___ QUOTED TEXT ___

Here are six key takeaways from our conversation, which you can read in full here.
We’re in a crisis, that’s a fact. And while it’s unclear how deep or how long this crisis will be, there are certain steps all entrepreneurs should take immediately. The first priority is extending your runway. Fabrice Grinda recommends aiming for at least 24 months.
Entrepreneurs need to be aggressively conservative from the start. Set up a meeting early to redefine your goals, KPIs, and your definition of a great product or service. Take a hard look at what’s broken, trim the fat, and prepare for the worst while hoping for the best.
Towards the middle of the crisis, companies can resume looking at new opportunities. This will set you up for long-term survival, and even growth.
Often, during a bull run, problems are solved with cash. If you’re not growing fast enough, you raise money, spend freely, pay up for talent and customers alike, all on VC dime. When capital becomes scarce, this doesn’t work.
In these times, survival effectively boils down to costs. Costs trump sales. Costs trump marketing. Costs trump spending of any kind.

___ STORED RECORDS ___

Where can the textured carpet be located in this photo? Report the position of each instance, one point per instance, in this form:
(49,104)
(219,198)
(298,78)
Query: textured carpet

___
___ STORED RECORDS ___

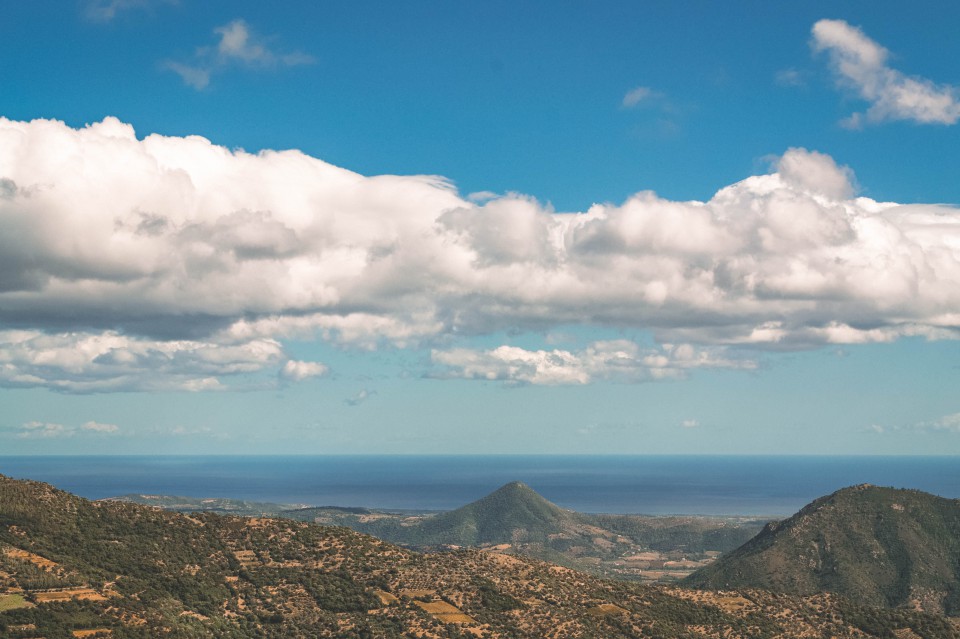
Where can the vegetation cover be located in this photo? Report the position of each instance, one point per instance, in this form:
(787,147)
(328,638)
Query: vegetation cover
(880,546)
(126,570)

___

--- AIM OF THE TASK ---
Answer these questions about the text on startups in a crisis:
(a) How many months of runway does Fabrice Grinda recommend aiming for?
(b) At what point in the crisis can companies resume looking at new opportunities?
(c) What does survival effectively boil down to in these times?

--- EXERCISE ANSWER ---
(a) At least 24 months.
(b) Towards the middle of the crisis.
(c) Costs.